- _Seçilen Bölüm_
“Küçük cihaddan büyük cihada döndük” rivayeti sahih hadis midir?

Ehl-i Sünnet

Kıdemli Üye
Katılım
5 Şub 2011
Mesajlar
3,061
Tepkime puanı
139
Puanları
0
Soru: “Küçük cihaddan büyük cihada döndük” rivayeti sahih hadis midir? Zira İbni Teymiyye bu rivayet için “aslı yoktur” demektedir.

Cevap: Rivayete göre Efendimiz (s.a.v), bir gazadan dönen ashabına, “Hayırlı bir gelişle küçük cihaddan büyük cihada geldiniz” buyurmuş, Sahabe, “Büyük cihad nedir ya Resulallah?” diye sorunca, “Kulun, (nefsinin) hevasıyla mücahedesidir” buyurmuştur.

İbni Hacer el-Askalani (rh.a)’nin “Tesdîdu’l-Kavs” adlı eserinde, bu sözün hadis değil, ibrahim b. Able’ye ait olduğunu” söylediği nakledilir.

İbn Teymiye bu rivayet için: “aslı yoktur. Peygamberimizin söz ve fillerini iyi bilen hiçbir âlim böyle bir hadis rivayet etmemiştir. Kâfirlerle cihad en büyük amellerdendir” demiştir (1).

Şâfiî mezhebinde "Şeyhülislam" lakaplı tek âlim olan Zekeriya el-Ensarî de Beyzavî'ye yazdığı hâşiyesinde İbn Teymiyye'nin "bunun aslı yoktur" sözünü naklettikten sonra kendisi de buna katılmıştır (2).

“Küçük cihaddan büyük cihada döndük” (3) lafzıyla daha yaygın olan bu rivayeti el-Beyhakî, naklettikten sonra, “İsnadında zayıflık vardır” demiştir (4). el-Irâkî, Ali el-Karî, el-Münâvî, el-Aclûnî, Hatib-i Bağdadi, Razi ve Beydavi de eserlerinde bu ifadeyi nakletmekle yetinmişlerdir (5).

- _Veriler_
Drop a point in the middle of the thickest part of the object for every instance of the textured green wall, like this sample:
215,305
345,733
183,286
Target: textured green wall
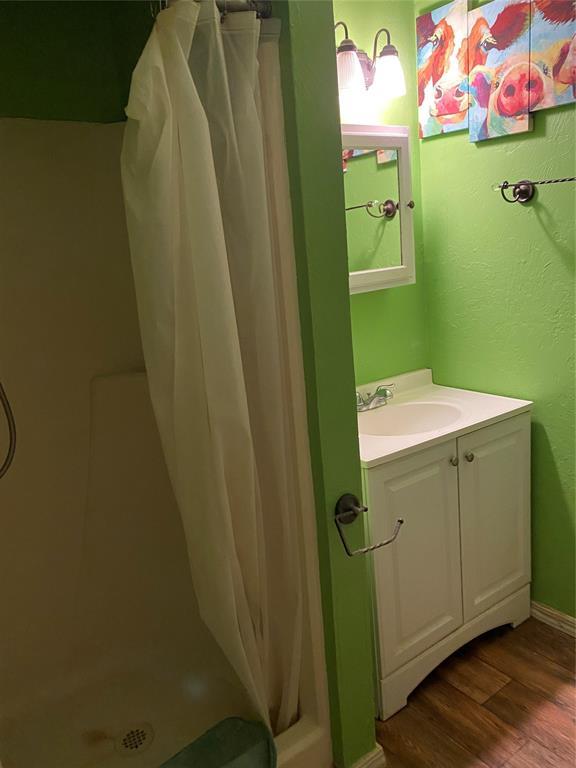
389,327
314,146
70,60
493,307
500,286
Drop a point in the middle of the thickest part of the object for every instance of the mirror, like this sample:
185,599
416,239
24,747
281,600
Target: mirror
379,206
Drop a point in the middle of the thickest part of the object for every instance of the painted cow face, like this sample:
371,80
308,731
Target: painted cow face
508,92
442,77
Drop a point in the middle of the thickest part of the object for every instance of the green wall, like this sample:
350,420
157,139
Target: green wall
493,307
70,60
500,289
314,146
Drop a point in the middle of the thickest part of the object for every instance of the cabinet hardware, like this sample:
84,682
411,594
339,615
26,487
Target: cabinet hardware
346,511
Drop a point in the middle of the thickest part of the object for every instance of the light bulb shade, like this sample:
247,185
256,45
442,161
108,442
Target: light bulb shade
350,76
389,81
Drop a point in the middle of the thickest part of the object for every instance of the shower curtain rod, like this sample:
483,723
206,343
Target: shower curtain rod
263,8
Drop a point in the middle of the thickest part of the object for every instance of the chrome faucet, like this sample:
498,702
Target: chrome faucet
380,396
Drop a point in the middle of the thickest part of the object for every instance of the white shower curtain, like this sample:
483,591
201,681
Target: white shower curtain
207,201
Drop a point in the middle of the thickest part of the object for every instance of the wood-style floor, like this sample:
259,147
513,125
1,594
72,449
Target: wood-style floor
506,700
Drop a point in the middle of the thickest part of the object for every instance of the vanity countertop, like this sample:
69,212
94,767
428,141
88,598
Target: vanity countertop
422,413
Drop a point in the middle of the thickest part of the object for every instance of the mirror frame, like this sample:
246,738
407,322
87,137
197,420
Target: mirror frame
388,137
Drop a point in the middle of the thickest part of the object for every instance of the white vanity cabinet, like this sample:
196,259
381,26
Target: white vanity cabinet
461,564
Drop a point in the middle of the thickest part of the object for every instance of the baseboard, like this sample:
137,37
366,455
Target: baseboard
374,759
554,618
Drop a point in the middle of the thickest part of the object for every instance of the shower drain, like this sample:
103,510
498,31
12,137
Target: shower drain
135,740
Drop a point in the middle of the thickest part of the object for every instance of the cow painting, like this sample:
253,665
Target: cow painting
553,53
442,69
502,80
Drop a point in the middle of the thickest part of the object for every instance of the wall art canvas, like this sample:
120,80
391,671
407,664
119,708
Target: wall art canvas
499,69
441,39
552,53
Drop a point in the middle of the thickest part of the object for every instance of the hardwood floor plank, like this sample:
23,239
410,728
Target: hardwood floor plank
537,718
418,743
529,668
468,723
534,755
472,676
547,641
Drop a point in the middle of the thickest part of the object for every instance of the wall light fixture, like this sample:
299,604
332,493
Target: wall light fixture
366,84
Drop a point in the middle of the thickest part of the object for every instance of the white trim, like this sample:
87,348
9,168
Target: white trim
374,759
554,618
387,137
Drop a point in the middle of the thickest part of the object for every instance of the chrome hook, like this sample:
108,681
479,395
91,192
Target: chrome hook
346,511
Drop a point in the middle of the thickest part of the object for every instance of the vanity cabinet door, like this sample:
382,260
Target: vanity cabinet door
495,512
417,578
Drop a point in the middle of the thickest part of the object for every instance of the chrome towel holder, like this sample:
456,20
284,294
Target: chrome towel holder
523,191
346,511
386,210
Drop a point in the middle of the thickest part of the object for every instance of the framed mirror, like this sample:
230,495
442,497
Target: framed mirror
379,206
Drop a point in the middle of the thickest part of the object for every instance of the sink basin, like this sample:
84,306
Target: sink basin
407,418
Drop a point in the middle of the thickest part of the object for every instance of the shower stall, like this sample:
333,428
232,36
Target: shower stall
103,654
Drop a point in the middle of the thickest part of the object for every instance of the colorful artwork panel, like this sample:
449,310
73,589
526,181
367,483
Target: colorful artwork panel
441,38
552,53
499,69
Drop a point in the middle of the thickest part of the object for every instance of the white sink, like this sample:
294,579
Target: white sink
408,418
423,413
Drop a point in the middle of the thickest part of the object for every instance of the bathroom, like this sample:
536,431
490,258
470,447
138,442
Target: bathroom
104,658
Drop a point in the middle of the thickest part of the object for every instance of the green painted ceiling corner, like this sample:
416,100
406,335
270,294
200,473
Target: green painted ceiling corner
70,60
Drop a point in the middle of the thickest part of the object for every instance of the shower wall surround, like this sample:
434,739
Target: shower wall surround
91,542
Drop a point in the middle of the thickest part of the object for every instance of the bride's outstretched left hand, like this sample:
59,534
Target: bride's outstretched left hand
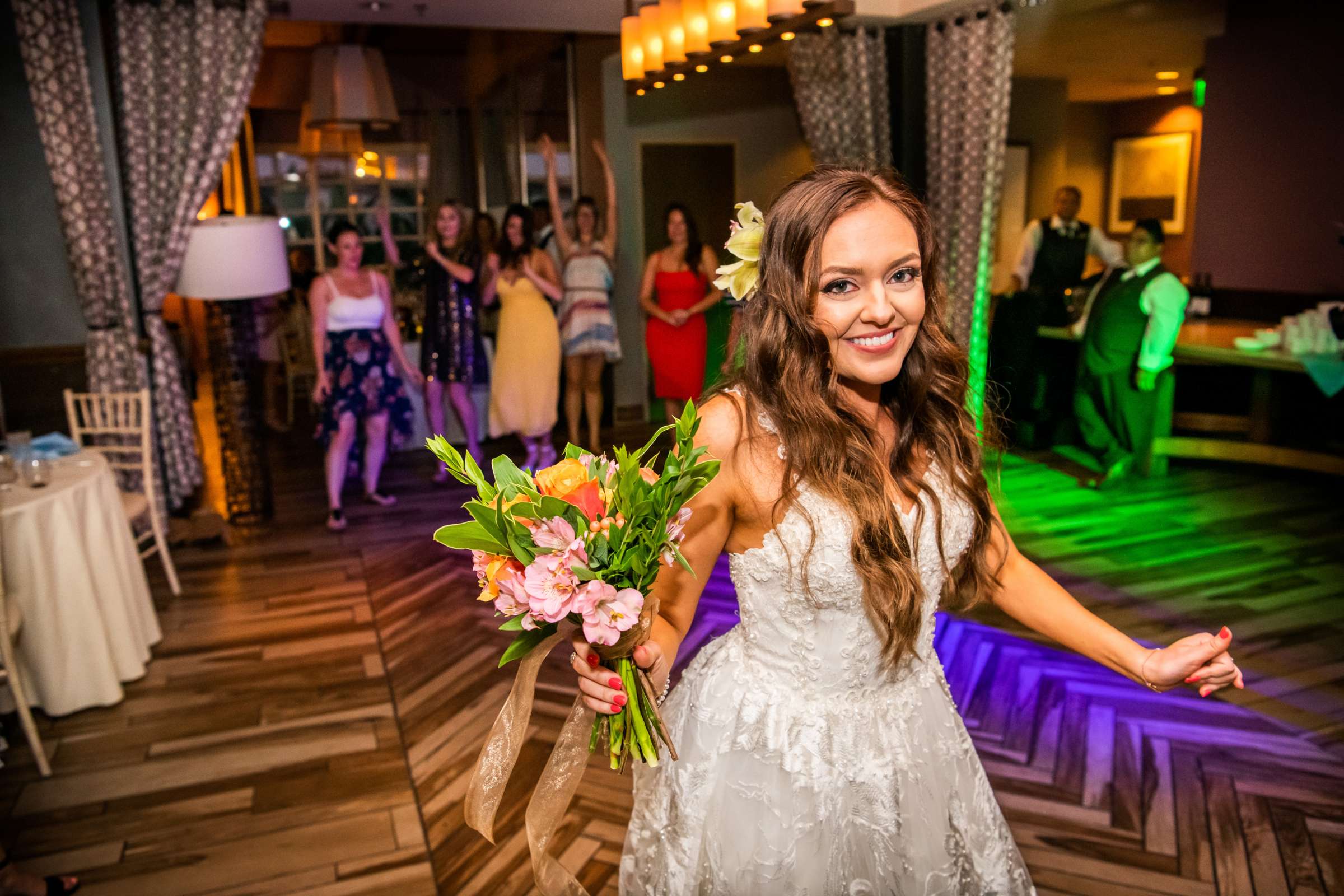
1201,660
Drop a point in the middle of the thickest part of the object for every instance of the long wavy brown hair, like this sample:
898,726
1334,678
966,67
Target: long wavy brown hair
790,375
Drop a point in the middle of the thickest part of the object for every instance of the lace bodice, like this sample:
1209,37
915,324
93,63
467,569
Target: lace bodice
811,629
807,766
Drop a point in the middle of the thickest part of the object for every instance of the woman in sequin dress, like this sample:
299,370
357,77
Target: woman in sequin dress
451,351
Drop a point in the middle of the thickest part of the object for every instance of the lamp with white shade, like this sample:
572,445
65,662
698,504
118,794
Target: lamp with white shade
348,88
229,262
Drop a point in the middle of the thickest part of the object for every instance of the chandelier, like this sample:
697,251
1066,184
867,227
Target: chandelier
662,42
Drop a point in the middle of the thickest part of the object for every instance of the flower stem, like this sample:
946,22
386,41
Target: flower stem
642,732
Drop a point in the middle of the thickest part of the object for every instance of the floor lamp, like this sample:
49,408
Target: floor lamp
232,261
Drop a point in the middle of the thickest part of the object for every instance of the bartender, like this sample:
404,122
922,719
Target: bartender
1131,329
1050,261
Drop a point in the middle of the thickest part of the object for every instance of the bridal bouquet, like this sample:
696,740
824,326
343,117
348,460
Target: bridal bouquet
582,540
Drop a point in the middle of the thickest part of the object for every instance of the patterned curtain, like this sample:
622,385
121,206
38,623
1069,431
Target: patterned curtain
969,68
52,45
841,88
186,70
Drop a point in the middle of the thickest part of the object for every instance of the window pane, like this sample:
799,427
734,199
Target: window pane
402,197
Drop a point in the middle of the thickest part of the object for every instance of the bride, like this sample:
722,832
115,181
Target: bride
820,750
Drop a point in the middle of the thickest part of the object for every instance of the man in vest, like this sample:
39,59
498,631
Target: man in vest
1128,340
1050,260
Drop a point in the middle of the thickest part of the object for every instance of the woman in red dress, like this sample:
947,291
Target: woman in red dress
678,289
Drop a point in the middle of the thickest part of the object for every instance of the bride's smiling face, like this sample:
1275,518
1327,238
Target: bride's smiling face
870,292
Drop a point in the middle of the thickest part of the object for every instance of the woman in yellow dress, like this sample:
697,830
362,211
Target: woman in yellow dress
526,379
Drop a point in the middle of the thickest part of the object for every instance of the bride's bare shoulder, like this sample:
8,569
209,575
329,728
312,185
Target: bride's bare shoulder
749,454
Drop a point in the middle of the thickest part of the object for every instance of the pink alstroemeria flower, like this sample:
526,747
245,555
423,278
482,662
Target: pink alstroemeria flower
608,613
512,598
557,534
550,586
676,534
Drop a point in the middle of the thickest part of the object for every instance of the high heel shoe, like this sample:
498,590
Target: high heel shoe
55,884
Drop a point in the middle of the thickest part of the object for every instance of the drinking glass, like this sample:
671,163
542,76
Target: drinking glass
37,472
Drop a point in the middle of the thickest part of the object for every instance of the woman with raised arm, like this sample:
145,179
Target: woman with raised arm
588,328
820,749
451,354
357,342
526,382
678,288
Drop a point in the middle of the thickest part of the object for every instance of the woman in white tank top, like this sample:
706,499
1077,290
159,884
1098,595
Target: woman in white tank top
357,340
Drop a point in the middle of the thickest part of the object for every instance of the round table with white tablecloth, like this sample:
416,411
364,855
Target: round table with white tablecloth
73,570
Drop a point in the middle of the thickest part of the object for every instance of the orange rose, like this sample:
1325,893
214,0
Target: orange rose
588,497
570,481
562,479
496,570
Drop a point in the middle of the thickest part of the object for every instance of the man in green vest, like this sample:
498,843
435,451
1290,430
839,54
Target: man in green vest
1128,340
1050,261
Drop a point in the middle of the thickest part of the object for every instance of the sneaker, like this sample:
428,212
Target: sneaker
1114,474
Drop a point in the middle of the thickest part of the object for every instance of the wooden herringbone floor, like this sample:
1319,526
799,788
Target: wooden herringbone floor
311,719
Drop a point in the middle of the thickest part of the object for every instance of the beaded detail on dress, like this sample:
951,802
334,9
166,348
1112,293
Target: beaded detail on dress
807,767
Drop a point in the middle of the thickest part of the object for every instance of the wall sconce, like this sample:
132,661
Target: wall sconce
696,14
651,35
724,22
674,31
752,16
632,49
713,31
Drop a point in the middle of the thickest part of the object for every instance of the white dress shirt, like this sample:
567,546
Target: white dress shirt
1108,250
1164,301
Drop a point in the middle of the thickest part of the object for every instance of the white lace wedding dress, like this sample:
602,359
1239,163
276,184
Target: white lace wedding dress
805,770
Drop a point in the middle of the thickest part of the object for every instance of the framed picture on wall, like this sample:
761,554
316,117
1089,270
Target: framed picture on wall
1150,178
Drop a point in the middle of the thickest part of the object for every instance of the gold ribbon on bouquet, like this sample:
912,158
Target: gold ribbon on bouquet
557,785
563,770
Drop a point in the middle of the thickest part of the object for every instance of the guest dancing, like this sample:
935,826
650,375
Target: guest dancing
355,340
588,329
676,291
452,354
1128,338
526,379
819,746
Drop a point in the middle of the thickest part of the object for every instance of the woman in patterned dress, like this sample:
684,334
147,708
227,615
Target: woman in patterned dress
355,342
588,328
452,352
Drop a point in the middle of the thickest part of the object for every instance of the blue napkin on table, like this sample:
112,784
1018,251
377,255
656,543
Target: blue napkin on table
52,446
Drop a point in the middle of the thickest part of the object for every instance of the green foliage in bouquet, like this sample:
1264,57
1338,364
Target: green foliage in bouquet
584,540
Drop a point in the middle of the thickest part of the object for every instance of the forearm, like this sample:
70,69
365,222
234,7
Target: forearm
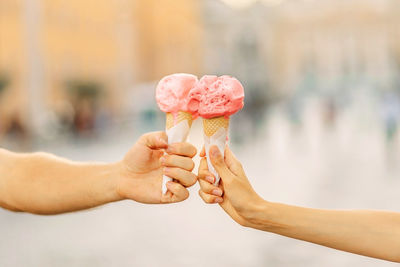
43,184
370,233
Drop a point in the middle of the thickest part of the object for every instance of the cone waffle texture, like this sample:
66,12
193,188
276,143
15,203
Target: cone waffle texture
181,116
211,126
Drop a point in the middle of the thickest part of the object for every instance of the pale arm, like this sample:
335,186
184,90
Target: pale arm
365,232
44,184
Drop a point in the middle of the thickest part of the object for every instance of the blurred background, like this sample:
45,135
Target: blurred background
319,127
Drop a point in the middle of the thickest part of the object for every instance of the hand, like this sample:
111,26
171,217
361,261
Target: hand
144,165
234,193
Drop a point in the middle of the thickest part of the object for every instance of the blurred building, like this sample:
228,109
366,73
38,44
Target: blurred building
74,58
332,45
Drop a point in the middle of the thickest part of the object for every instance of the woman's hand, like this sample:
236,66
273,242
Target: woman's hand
234,193
142,169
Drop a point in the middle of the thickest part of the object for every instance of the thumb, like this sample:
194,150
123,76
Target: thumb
155,140
219,164
233,163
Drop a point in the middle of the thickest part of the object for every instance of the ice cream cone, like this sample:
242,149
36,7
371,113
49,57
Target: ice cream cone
215,133
181,116
211,126
177,128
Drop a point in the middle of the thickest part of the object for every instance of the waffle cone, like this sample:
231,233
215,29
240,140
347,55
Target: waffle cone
211,126
181,116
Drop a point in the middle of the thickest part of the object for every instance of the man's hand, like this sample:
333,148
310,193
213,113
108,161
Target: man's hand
234,193
142,169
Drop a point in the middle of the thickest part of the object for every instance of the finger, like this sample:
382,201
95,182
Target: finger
203,152
177,161
210,189
184,177
219,164
179,193
183,149
155,140
204,173
210,199
233,163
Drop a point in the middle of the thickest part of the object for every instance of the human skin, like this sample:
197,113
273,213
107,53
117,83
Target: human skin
41,183
366,232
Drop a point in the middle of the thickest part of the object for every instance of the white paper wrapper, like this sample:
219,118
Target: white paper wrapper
218,139
176,134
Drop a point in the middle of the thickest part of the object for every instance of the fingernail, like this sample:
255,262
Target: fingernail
162,141
215,152
210,179
169,184
162,160
169,149
218,200
217,192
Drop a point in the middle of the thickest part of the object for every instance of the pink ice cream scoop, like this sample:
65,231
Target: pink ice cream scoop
172,93
216,96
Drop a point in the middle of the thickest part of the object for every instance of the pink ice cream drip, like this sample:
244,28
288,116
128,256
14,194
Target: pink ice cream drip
217,96
172,93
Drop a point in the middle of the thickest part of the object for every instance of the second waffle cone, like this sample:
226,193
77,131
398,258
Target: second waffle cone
181,116
211,126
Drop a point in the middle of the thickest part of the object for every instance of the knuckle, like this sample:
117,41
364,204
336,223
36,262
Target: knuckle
191,165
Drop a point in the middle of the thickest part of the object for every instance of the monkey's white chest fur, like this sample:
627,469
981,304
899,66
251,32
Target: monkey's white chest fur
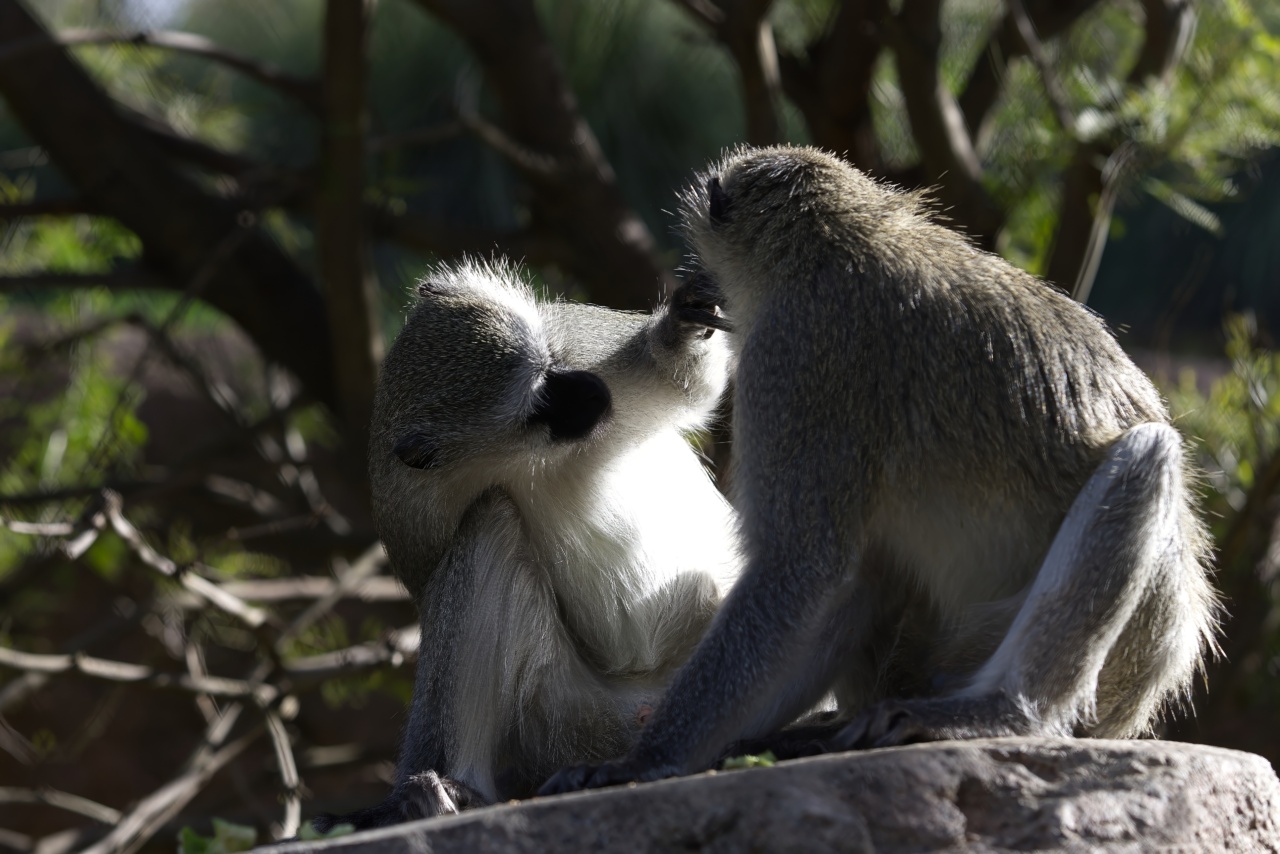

- _Gereksinimler_
1. Cihad rivayetini ele alan metinde "İbni Hacer el-Askalani" sözleriyle başlayıp "nakletmekle yetinmişlerdir (5)." sözleriyle biten kısmı hiçbir değişiklik yapmadan yeniden yazın.
2. Satırlar arasından "hardwood" sözcüğünü içerenlerin hepsini ayıklayıp olduğu gibi kopyalayın.

- _Görev Cevapları_
1.
İbni Hacer el-Askalani (rh.a)’nin “Tesdîdu’l-Kavs” adlı eserinde, bu sözün hadis değil, ibrahim b. Able’ye ait olduğunu” söylediği nakledilir.

İbn Teymiye bu rivayet için: “aslı yoktur. Peygamberimizin söz ve fillerini iyi bilen hiçbir âlim böyle bir hadis rivayet etmemiştir. Kâfirlerle cihad en büyük amellerdendir” demiştir (1).

Şâfiî mezhebinde "Şeyhülislam" lakaplı tek âlim olan Zekeriya el-Ensarî de Beyzavî'ye yazdığı hâşiyesinde İbn Teymiyye'nin "bunun aslı yoktur" sözünü naklettikten sonra kendisi de buna katılmıştır (2).

“Küçük cihaddan büyük cihada döndük” (3) lafzıyla daha yaygın olan bu rivayeti el-Beyhakî, naklettikten sonra, “İsnadında zayıflık vardır” demiştir (4). el-Irâkî, Ali el-Karî, el-Münâvî, el-Aclûnî, Hatib-i Bağdadi, Razi ve Beydavi de eserlerinde bu ifadeyi nakletmekle yetinmişlerdir (5).

2.
Drop a point in the middle of the thickest part of the object for every instance of the hardwood floor plank, like this sample:
Target: hardwood floor plank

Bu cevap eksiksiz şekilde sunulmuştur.